(Items listed in a dataset)
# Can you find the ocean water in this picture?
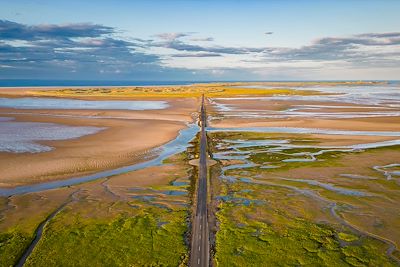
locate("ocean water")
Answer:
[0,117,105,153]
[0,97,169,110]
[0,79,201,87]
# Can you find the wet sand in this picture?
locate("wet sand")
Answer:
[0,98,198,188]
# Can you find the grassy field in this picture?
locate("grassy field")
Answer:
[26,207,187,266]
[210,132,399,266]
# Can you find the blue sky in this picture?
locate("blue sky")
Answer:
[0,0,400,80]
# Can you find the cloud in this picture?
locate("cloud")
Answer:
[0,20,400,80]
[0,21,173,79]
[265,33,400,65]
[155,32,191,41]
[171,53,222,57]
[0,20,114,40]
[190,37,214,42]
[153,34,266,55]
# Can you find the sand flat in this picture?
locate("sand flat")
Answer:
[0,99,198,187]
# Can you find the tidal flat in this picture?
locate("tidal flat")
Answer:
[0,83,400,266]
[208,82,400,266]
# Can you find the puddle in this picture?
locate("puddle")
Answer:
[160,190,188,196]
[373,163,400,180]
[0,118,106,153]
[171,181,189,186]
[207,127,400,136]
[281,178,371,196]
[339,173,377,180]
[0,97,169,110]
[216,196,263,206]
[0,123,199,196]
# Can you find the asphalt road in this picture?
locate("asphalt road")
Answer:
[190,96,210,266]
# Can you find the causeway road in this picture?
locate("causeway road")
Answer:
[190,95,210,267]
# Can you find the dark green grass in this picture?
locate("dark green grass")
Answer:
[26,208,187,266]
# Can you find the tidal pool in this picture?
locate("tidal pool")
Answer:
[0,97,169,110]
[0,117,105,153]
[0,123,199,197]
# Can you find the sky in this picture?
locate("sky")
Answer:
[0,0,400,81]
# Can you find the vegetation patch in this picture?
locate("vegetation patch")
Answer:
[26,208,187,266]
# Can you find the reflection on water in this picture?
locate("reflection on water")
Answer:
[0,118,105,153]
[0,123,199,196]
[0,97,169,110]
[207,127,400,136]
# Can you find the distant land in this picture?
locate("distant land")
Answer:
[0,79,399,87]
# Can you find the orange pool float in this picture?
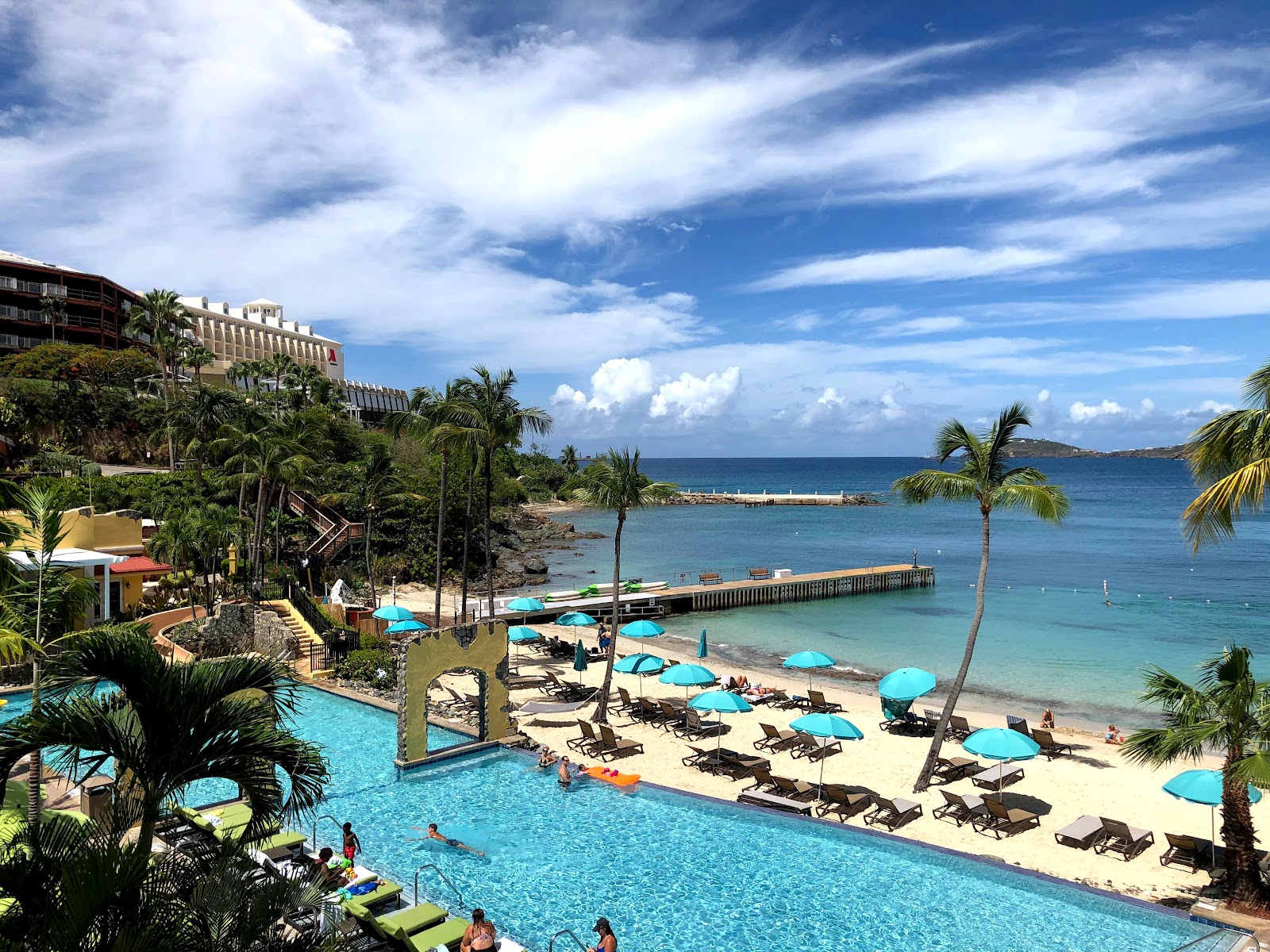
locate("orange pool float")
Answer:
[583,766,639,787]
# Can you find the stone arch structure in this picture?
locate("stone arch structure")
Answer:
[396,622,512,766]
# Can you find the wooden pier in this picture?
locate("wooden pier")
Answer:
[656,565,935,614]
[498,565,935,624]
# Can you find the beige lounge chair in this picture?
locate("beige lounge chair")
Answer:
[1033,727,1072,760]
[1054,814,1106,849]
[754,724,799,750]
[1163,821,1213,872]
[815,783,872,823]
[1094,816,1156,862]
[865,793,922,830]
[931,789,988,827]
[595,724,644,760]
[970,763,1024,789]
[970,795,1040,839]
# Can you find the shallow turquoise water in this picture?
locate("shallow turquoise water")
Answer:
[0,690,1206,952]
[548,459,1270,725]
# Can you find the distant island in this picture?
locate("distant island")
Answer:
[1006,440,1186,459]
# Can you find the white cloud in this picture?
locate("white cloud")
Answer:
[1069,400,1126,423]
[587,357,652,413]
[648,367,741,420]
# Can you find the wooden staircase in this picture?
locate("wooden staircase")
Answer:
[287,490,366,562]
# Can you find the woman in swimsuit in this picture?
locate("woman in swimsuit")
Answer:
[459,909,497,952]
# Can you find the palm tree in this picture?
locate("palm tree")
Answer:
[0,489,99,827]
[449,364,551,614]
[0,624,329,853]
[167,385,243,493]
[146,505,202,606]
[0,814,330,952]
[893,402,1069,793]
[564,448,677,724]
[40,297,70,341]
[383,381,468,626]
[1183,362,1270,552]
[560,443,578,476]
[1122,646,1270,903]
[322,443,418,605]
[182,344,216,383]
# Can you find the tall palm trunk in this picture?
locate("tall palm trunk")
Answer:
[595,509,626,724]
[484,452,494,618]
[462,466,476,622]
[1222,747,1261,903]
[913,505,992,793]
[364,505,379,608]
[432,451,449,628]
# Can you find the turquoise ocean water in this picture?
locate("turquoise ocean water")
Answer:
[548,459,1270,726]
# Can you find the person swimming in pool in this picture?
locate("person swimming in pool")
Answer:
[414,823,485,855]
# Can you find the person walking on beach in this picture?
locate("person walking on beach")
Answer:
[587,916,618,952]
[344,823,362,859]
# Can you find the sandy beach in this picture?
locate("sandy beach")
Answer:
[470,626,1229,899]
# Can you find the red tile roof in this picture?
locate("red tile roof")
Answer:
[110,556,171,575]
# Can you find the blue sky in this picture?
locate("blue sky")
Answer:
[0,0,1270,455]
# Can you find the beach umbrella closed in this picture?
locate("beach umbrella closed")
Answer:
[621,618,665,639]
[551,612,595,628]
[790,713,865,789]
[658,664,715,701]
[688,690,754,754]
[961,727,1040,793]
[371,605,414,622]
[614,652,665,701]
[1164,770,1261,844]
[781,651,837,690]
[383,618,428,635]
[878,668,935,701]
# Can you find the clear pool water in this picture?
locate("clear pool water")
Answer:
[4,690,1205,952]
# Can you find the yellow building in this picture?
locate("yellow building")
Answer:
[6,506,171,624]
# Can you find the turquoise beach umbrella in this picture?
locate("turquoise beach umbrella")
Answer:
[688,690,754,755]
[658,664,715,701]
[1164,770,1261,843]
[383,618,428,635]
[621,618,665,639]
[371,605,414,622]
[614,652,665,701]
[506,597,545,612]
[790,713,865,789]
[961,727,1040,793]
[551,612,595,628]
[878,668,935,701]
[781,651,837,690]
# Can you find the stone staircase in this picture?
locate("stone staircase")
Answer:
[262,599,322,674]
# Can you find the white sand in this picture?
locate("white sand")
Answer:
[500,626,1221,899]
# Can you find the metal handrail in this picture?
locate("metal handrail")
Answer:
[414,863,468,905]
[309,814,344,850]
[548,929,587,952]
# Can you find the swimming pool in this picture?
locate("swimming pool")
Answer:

**What you are asked to do**
Rewrite every line of the records above as a Markdown table with the columns "Row" and "Line", numbering each row. Omit the blank lines and the pictures.

**Output for this task**
| Row | Line |
|---|---|
| 1 | # Can you find the ocean water in this picture? |
| 2 | locate("ocean water") |
| 3 | Answer: |
| 4 | [0,117,105,153] |
| 5 | [0,97,169,110] |
| 6 | [0,79,201,87] |
| 7 | # Can you find the wet sand in this picture? |
| 8 | locate("wet sand") |
| 9 | Answer: |
| 10 | [0,98,198,188] |
| 11 | # Can you find the grassy field in this picture? |
| 12 | locate("grassy field") |
| 13 | Answer: |
| 14 | [26,207,187,266] |
| 15 | [210,132,399,266] |
| 16 | # Can you find the blue sky in this picture? |
| 17 | locate("blue sky") |
| 18 | Answer: |
| 19 | [0,0,400,80] |
| 20 | # Can you find the cloud in this picture? |
| 21 | locate("cloud") |
| 22 | Answer: |
| 23 | [0,20,400,80] |
| 24 | [0,21,173,79] |
| 25 | [265,33,400,65] |
| 26 | [155,32,191,41] |
| 27 | [171,53,222,57] |
| 28 | [0,20,114,40] |
| 29 | [190,37,214,42] |
| 30 | [153,34,266,55] |
| 31 | # Can you find the sand flat in this picture? |
| 32 | locate("sand flat") |
| 33 | Answer: |
| 34 | [0,99,198,187] |
| 35 | # Can you find the tidal flat in this picture? |
| 36 | locate("tidal flat") |
| 37 | Answer: |
| 38 | [0,83,400,266] |
| 39 | [208,82,400,266] |
| 40 | # Can you find the puddle in this picture? |
| 41 | locate("puddle") |
| 42 | Answer: |
| 43 | [160,190,188,196] |
| 44 | [373,163,400,180] |
| 45 | [0,118,106,153] |
| 46 | [171,181,189,186] |
| 47 | [207,127,400,136] |
| 48 | [281,178,371,196] |
| 49 | [339,173,377,180] |
| 50 | [0,97,169,110] |
| 51 | [216,196,263,206] |
| 52 | [0,123,199,196] |
| 53 | # Can you find the asphalt road in this picture? |
| 54 | locate("asphalt road") |
| 55 | Answer: |
| 56 | [190,96,210,266] |
| 57 | # Can you find the causeway road in this picture? |
| 58 | locate("causeway road") |
| 59 | Answer: |
| 60 | [190,95,210,267] |
| 61 | # Can you find the dark green grass in this picture? |
| 62 | locate("dark green grass") |
| 63 | Answer: |
| 64 | [26,208,187,266] |
| 65 | # Can you find the tidal pool in this picture? |
| 66 | locate("tidal pool") |
| 67 | Answer: |
| 68 | [0,97,169,110] |
| 69 | [0,117,105,153] |
| 70 | [0,123,199,197] |
| 71 | # Can you find the sky in this picture? |
| 72 | locate("sky") |
| 73 | Answer: |
| 74 | [0,0,400,81] |
| 75 | # Can you find the vegetation patch in this picture? |
| 76 | locate("vegetation patch") |
| 77 | Answer: |
| 78 | [26,208,187,266] |
| 79 | # Can you find the reflection on water in this picture? |
| 80 | locate("reflection on water") |
| 81 | Answer: |
| 82 | [0,118,105,153] |
| 83 | [0,123,199,196] |
| 84 | [0,97,169,110] |
| 85 | [207,127,400,136] |
| 86 | # Can you find the distant land in this picture? |
| 87 | locate("distant land") |
| 88 | Answer: |
| 89 | [0,79,399,87] |
| 90 | # Can you find the orange pool float in this picture? |
| 91 | locate("orange pool float") |
| 92 | Answer: |
| 93 | [583,766,639,787] |
| 94 | # Can you find the stone arch structure in this picture? |
| 95 | locate("stone arch structure") |
| 96 | Answer: |
| 97 | [396,622,512,766] |
| 98 | # Can you find the wooden pier in this picture? |
| 99 | locate("wooden pier") |
| 100 | Answer: |
| 101 | [656,565,935,614] |
| 102 | [498,565,935,624] |
| 103 | # Can you find the beige lounge chair in this picture? |
| 104 | locate("beige lounge chair") |
| 105 | Answer: |
| 106 | [1033,727,1072,760] |
| 107 | [1054,814,1106,849] |
| 108 | [754,724,799,750] |
| 109 | [1163,821,1213,872] |
| 110 | [815,783,872,823] |
| 111 | [1094,816,1156,862] |
| 112 | [865,793,922,830] |
| 113 | [931,789,988,827] |
| 114 | [595,724,644,760] |
| 115 | [970,763,1024,789] |
| 116 | [970,795,1040,839] |
| 117 | # Can you find the shallow turquoise water in this picture? |
| 118 | locate("shallow turquoise water") |
| 119 | Answer: |
| 120 | [0,690,1206,952] |
| 121 | [548,459,1270,725] |
| 122 | # Can you find the distant island in this picture? |
| 123 | locate("distant island") |
| 124 | Answer: |
| 125 | [1006,440,1186,459] |
| 126 | # Can you find the white cloud in this picture? |
| 127 | locate("white cloud") |
| 128 | Answer: |
| 129 | [1069,400,1126,423] |
| 130 | [587,357,652,413] |
| 131 | [648,367,741,420] |
| 132 | # Can you find the wooden staircase in this picture? |
| 133 | locate("wooden staircase") |
| 134 | Answer: |
| 135 | [287,490,366,562] |
| 136 | # Can you find the woman in swimsuit in this picture? |
| 137 | locate("woman in swimsuit") |
| 138 | Answer: |
| 139 | [459,909,497,952] |
| 140 | # Can you find the palm tree in this picture? |
| 141 | locate("palm tree") |
| 142 | Answer: |
| 143 | [0,489,99,827] |
| 144 | [449,364,551,614] |
| 145 | [0,624,329,853] |
| 146 | [167,385,243,493] |
| 147 | [146,505,202,606] |
| 148 | [0,814,330,952] |
| 149 | [893,402,1069,793] |
| 150 | [564,448,677,724] |
| 151 | [40,297,70,341] |
| 152 | [383,381,468,626] |
| 153 | [1183,362,1270,552] |
| 154 | [560,443,578,476] |
| 155 | [1122,646,1270,903] |
| 156 | [322,443,418,605] |
| 157 | [182,344,216,383] |
| 158 | # Can you find the tall palm trunk in this picture? |
| 159 | locate("tall palm trunk") |
| 160 | Answer: |
| 161 | [595,509,626,724] |
| 162 | [484,452,494,618] |
| 163 | [462,466,476,622] |
| 164 | [1222,747,1261,903] |
| 165 | [913,505,992,793] |
| 166 | [364,505,379,608] |
| 167 | [432,451,449,628] |
| 168 | # Can you find the turquoise ocean water in this picture? |
| 169 | locate("turquoise ocean water") |
| 170 | Answer: |
| 171 | [548,459,1270,726] |
| 172 | # Can you find the person swimming in pool in this picture? |
| 173 | locate("person swimming in pool") |
| 174 | Answer: |
| 175 | [414,823,485,855] |
| 176 | # Can you find the person walking on beach in this picture? |
| 177 | locate("person walking on beach") |
| 178 | Answer: |
| 179 | [587,916,618,952] |
| 180 | [344,823,362,859] |
| 181 | # Can you find the sandy beach in this picture? |
| 182 | locate("sandy beach") |
| 183 | Answer: |
| 184 | [470,626,1229,899] |
| 185 | # Can you find the red tile roof in this picture? |
| 186 | locate("red tile roof") |
| 187 | Answer: |
| 188 | [110,556,171,575] |
| 189 | # Can you find the blue sky in this picture? |
| 190 | locate("blue sky") |
| 191 | Answer: |
| 192 | [0,0,1270,455] |
| 193 | # Can you find the beach umbrella closed in this picture? |
| 194 | locate("beach umbrella closed") |
| 195 | Answer: |
| 196 | [621,618,665,639] |
| 197 | [551,612,595,628] |
| 198 | [790,713,865,789] |
| 199 | [658,664,715,701] |
| 200 | [688,690,754,754] |
| 201 | [961,727,1040,793] |
| 202 | [371,605,414,622] |
| 203 | [614,652,665,701] |
| 204 | [1164,770,1261,844] |
| 205 | [781,651,837,690] |
| 206 | [383,618,428,635] |
| 207 | [878,668,935,701] |
| 208 | # Can you find the clear pool water in this picture? |
| 209 | locate("clear pool water") |
| 210 | Answer: |
| 211 | [4,690,1205,952] |
| 212 | # Can you find the yellow building in this picture? |
| 213 | locate("yellow building") |
| 214 | Answer: |
| 215 | [6,506,171,624] |
| 216 | # Can you find the turquoise beach umbrella in this picture? |
| 217 | locate("turquoise beach umbrella") |
| 218 | Answer: |
| 219 | [688,690,754,755] |
| 220 | [658,664,715,701] |
| 221 | [1164,770,1261,843] |
| 222 | [383,618,428,635] |
| 223 | [621,618,665,639] |
| 224 | [371,605,414,622] |
| 225 | [614,652,665,701] |
| 226 | [506,597,545,612] |
| 227 | [790,713,865,789] |
| 228 | [961,727,1040,793] |
| 229 | [551,612,595,628] |
| 230 | [878,668,935,701] |
| 231 | [781,651,837,690] |
| 232 | # Can you find the stone staircase in this picture? |
| 233 | locate("stone staircase") |
| 234 | Answer: |
| 235 | [262,599,322,674] |
| 236 | # Can you find the white sand in this picture? |
| 237 | locate("white sand") |
| 238 | Answer: |
| 239 | [500,626,1221,899] |
| 240 | # Can you find the metal handrail in this picture? |
| 241 | locate("metal handrail") |
| 242 | Answer: |
| 243 | [414,863,468,905] |
| 244 | [309,814,344,850] |
| 245 | [548,929,587,952] |
| 246 | # Can you find the swimming pool in this picture? |
| 247 | locate("swimming pool") |
| 248 | Answer: |